PASSAGE FOR REVIEW –
== Segment start ==
DensityAnalysis.R Script to process offspring phenotype data from the parental density experiment. Generates Figure 2 and corresponding analysis. Uses Density Data Records.csv.
Validations.R Script to process candidate gene validation data to generate Figure 3. Uses Validation Exelixis Lines.zip.
GeneExpressionCorrelations.R Script and functions to analyze DGRP expression data to generate Figure 4 and supplementary figures showing the correlation in expression among genes and correlation between phenotype and gene expression. Uses DGRP_gene_expression.zip and Line Effects Data.csv.
TraitCorrelations.R Script and functions to analyze correlations between DGRP phenotypes in our screen and previous DGRP GWAS. Uses DGRP_GWAS_phenotypes.zip.
CrossGWASComparison.R Script and functions to analyze overlap between candidate genes in our screen and candidate genes in Durham et al. (2014) DGRP fecundity GWAS (Durham_GWAS_Results.zip). Generates bootstrap null distribution of overlap using full list of genes hit by DGRP variants (dgrp.fb557.genes.txt processed from DGRP2 dataset).

Phenotype Data

DGRP Screen Data.csv Recorded data from DGRP screen - contains 1) date of record, 2) recorder ID, 3) DGRP line, 4) vial ID, 5) counts of eclosed F/M, 6) average weights of eclosed F/M, 7) batch ID. Used in ModelingPhenotypes.R.
Raw Line Phenotypes.csv Average phenotypes (number and average weight of F/M offspring) for DGRP lines uncorrected for batch effects. Output of ModelingPhenotypes.R.
Batch Adjusted Line Phenotypes.csv Average phenotypes (number and average weight of F/M offspring) for DGRP lines corrected for batch effects. Output of ModelingPhenotypes.R.
pca phenotype.csv DGRP line ID and offspring index (PC1 score) for use with DGRP2 webtool. Output of ModelingPhenotypes.R.
Line Effects Data.csv DGRP line ID, modeled line effects for each phenotype, and offspring index (PC1 score). Output of ModelingPhenotypes.R.
Density Data Records.csv CSV with recorded data from parental density experiment - 1) coded DGRP line ID 2) density treatment code, 3) replicate ID, 4) date of record, 5) counts/weights of offspring. Used in DensityAnalysis.R.
Validation Exelixis Lines.zip Two CSV files containing records from validations of Exelixis mutants as compared with the background W1118 strain. Records contain 1) date of record, 2) Exelixis line, 3) replicate ID, 4) counts of eclosed F/M, 5) average weights of eclosed F/M, and 6) batch ID. Used in Validations.R.

GWAS Data

candidate_genes.txt FlyBaseID and gene name of candidate genes associated with top variants.
== Segment end ==
INPUT DATA –
== Segment start ==
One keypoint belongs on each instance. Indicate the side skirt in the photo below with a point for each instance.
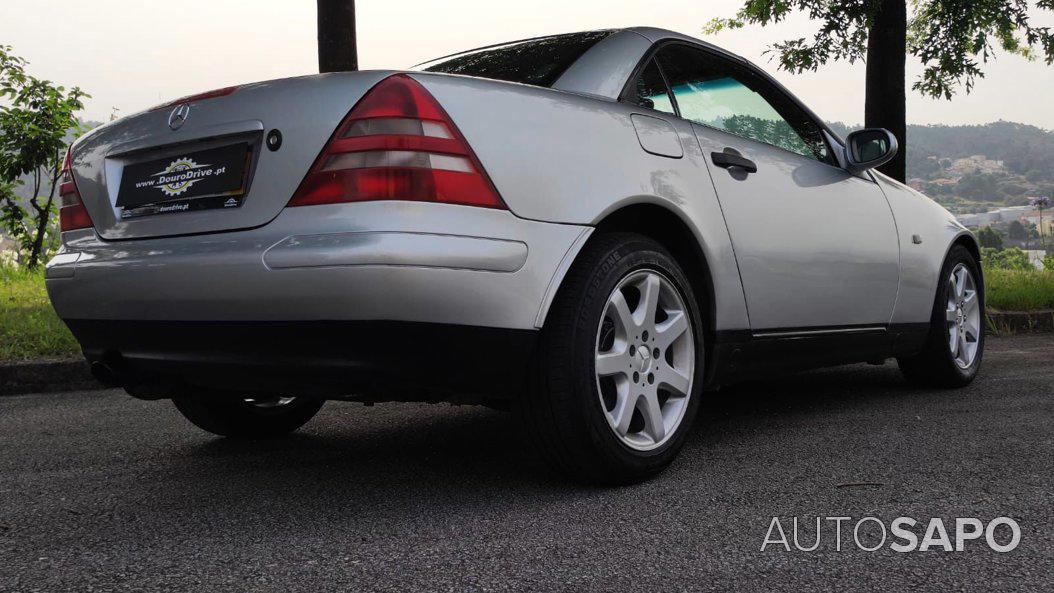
(742, 354)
== Segment end ==
WHAT IS EXPECTED – In the file list, which figure does DensityAnalysis.R generate? Answer using only the file list.

ANSWER FOR THE TASK – Figure 2